**TEXTE À ANALYSER**
------------------------
Oui, l’intrigue de Revolver était tellement complexe que j’ai dû la cartographier. La recherche, pour moi, c’est la partie la plus amusante. J’aime faire des recherches dans les archives des vieux journaux. Je fais aussi des repérages, comme pour un film. Je vais me promener dans les quartiers. Pour Canari, je devais trouver un bon endroit, un endroit plausible, pour se débarrasser d’un cadavre. J’en ai trouvé un près de la rivière Delaware à Philadelphie. Et c’était le meilleur. C’est là que je me suis le plus amusé. J’ai passé deux jours à marcher le long de la rivière. Où pouvais-je mettre un corps ? Oh, ici, je sais… C’est le plaisir de ce travail.
Lorsque j’étais journaliste et que je parlais aux policiers, ils étaient très silencieux parce qu’ils ne voulaient pas parler à un journaliste. Mais si vous leur dites que vous êtes un auteur de romans policiers, ils vous diront n’importe quoi. Ils vous diront même des choses que vous ne devriez pas savoir (rires). C’est cool d’être un auteur de fiction, un romancier, et de faire des recherches parce que les gens vous parlent beaucoup plus facilement et librement – j’adore ça. En fait, j’aime tellement la recherche qu’elle m’empêche parfois d’écrire (sourire).
Il y a aussi des connexions entre différents personnages de différents livres – par le biais de la famille, souvent – vous avez un arbre généalogique de tous vos personnages dans votre bureau ?
------------------------
**EXTRAITS DE DONNÉES**
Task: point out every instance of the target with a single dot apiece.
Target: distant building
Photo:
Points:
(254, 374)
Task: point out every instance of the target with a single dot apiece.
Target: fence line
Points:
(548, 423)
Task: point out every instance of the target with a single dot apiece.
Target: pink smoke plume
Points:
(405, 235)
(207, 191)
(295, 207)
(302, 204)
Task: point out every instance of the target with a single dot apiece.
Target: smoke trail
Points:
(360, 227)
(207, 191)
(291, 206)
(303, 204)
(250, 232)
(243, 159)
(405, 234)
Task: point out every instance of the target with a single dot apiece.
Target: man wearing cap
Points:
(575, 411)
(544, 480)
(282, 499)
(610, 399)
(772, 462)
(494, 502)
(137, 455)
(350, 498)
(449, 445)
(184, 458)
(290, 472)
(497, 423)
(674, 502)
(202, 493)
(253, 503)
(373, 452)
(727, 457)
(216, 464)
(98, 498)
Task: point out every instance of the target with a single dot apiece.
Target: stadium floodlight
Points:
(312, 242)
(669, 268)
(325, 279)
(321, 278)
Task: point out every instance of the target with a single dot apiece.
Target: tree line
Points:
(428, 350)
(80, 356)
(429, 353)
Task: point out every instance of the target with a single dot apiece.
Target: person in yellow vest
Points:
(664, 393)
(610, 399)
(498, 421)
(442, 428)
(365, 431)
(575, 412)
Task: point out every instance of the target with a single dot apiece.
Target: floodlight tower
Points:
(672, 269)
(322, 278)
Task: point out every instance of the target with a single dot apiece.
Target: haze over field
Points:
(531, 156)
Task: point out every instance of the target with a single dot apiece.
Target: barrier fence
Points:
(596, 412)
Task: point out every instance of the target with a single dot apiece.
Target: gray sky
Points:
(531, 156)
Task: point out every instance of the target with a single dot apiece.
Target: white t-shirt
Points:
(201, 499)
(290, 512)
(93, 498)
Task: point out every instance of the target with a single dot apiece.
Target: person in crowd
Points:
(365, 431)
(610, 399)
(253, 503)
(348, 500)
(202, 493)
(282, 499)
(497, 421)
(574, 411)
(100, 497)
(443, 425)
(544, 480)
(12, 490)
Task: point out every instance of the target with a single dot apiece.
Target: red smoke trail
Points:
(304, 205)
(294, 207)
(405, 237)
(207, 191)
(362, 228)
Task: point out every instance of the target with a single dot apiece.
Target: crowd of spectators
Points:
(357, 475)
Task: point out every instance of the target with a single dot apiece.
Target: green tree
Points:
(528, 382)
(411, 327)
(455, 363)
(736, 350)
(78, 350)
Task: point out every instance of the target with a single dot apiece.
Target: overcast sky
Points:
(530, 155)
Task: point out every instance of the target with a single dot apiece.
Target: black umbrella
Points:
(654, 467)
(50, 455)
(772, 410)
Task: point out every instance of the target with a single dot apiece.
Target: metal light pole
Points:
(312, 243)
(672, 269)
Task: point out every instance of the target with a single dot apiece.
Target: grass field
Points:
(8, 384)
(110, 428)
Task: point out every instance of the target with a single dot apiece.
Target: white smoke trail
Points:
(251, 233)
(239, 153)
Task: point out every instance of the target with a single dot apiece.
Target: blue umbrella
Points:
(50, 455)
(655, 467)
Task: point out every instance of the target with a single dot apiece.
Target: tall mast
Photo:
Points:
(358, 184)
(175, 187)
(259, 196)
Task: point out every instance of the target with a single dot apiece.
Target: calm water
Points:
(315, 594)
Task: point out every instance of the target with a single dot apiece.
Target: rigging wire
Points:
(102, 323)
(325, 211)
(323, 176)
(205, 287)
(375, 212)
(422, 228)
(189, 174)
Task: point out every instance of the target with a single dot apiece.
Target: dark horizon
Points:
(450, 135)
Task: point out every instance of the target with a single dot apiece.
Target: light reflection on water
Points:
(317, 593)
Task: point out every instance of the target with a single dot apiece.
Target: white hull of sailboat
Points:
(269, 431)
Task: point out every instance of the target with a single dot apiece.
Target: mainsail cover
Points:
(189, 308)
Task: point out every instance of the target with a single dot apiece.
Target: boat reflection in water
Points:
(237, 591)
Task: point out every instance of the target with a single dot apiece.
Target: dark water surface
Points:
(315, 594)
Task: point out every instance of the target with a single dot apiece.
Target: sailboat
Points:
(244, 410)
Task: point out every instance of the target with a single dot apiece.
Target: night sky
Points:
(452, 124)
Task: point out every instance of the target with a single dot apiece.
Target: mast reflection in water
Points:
------------------------
**QUESTIONS À TRAITER**
1. Recopiez, dans l'entretien avec l'auteur de romans policiers, le passage compris entre « Lorsque j’étais journaliste » et « votre bureau ? », ces deux extrémités incluses.
2. Reprenez l'entretien avec l'auteur de romans policiers à la suite de sa dernière phrase et poursuivez-le.

**RÉPONSES AUX TÂCHES**
1.
Lorsque j’étais journaliste et que je parlais aux policiers, ils étaient très silencieux parce qu’ils ne voulaient pas parler à un journaliste. Mais si vous leur dites que vous êtes un auteur de romans policiers, ils vous diront n’importe quoi. Ils vous diront même des choses que vous ne devriez pas savoir (rires). C’est cool d’être un auteur de fiction, un romancier, et de faire des recherches parce que les gens vous parlent beaucoup plus facilement et librement – j’adore ça. En fait, j’aime tellement la recherche qu’elle m’empêche parfois d’écrire (sourire).
Il y a aussi des connexions entre différents personnages de différents livres – par le biais de la famille, souvent – vous avez un arbre généalogique de tous vos personnages dans votre bureau ?

2.
Oui. Vous avez vu des films où les personnages « traversent » les films ? Comme dans Jackie Brown de Quentin Tarantino, où le personnage de Michael Keaton est un agent. Il apparaît également dans le film Hors d’atteinte de Steven Soderbergh. Ces deux films, que j’aime, sont tirés de deux romans d’Elmore Leonard, que j’aime également. Mais ils sautent d’un personnage à l’autre. J’adore cela. Il y a quelques années, un agent pour le cinéma et la télévision m’a dit : « Ne fais pas ça, c’est un cauchemar pour les droits. » C’est vrai. On ne doit pas le faire, mais c’est tellement amusant, que je veux le faire. J’ai écouté mon agent. Mais je ne peux pas m’empêcher de le faire, parce que c’est drôle. J’adore jouer avec les lecteurs.
Ce qui frappe également, c’est l’art de la construction. Qu’importe le registre, les personnages ou les histoires, tout est parfaitement ficelé. Êtes-vous un adepte des plans rigoureux ?
Oh, bonne question. J’aimerais bien. Honnêtement (sourire). Quand je commence à écrire et que j’ai un bon plan, je le modifie toujours parce que je me dis « oh, chouette idée » et qu’il faut que je la suive. Et à un moment donné, je me dis, oh mince, pourquoi j’ai fait ça ? Et à la fin, je travaille dur pour tout remettre en place. Cela semble donc planifié. Mais honnêtement, c’est comme si je me forçais à tout planifier, mais à la fin. J’aime bien ficeler les choses. Donc, encore une fois, je planifie, mais les plans tombent toujours à l’eau, tout le temps, sérieusement… Ce n’est jamais ce que vous pensez (sourire).
J’avais besoin de temps pour m’y habituer, pour apprendre à connaître les personnages un peu plus. J’ai donc vraiment essayé de ralentir. Un peu comme lorsqu’un groupe de trash punk décide de faire un album lent.
Vos livres sont aussi marqués par l’humour et l’attachement aux personnages – souvent indissociables des lieux où ils évoluent.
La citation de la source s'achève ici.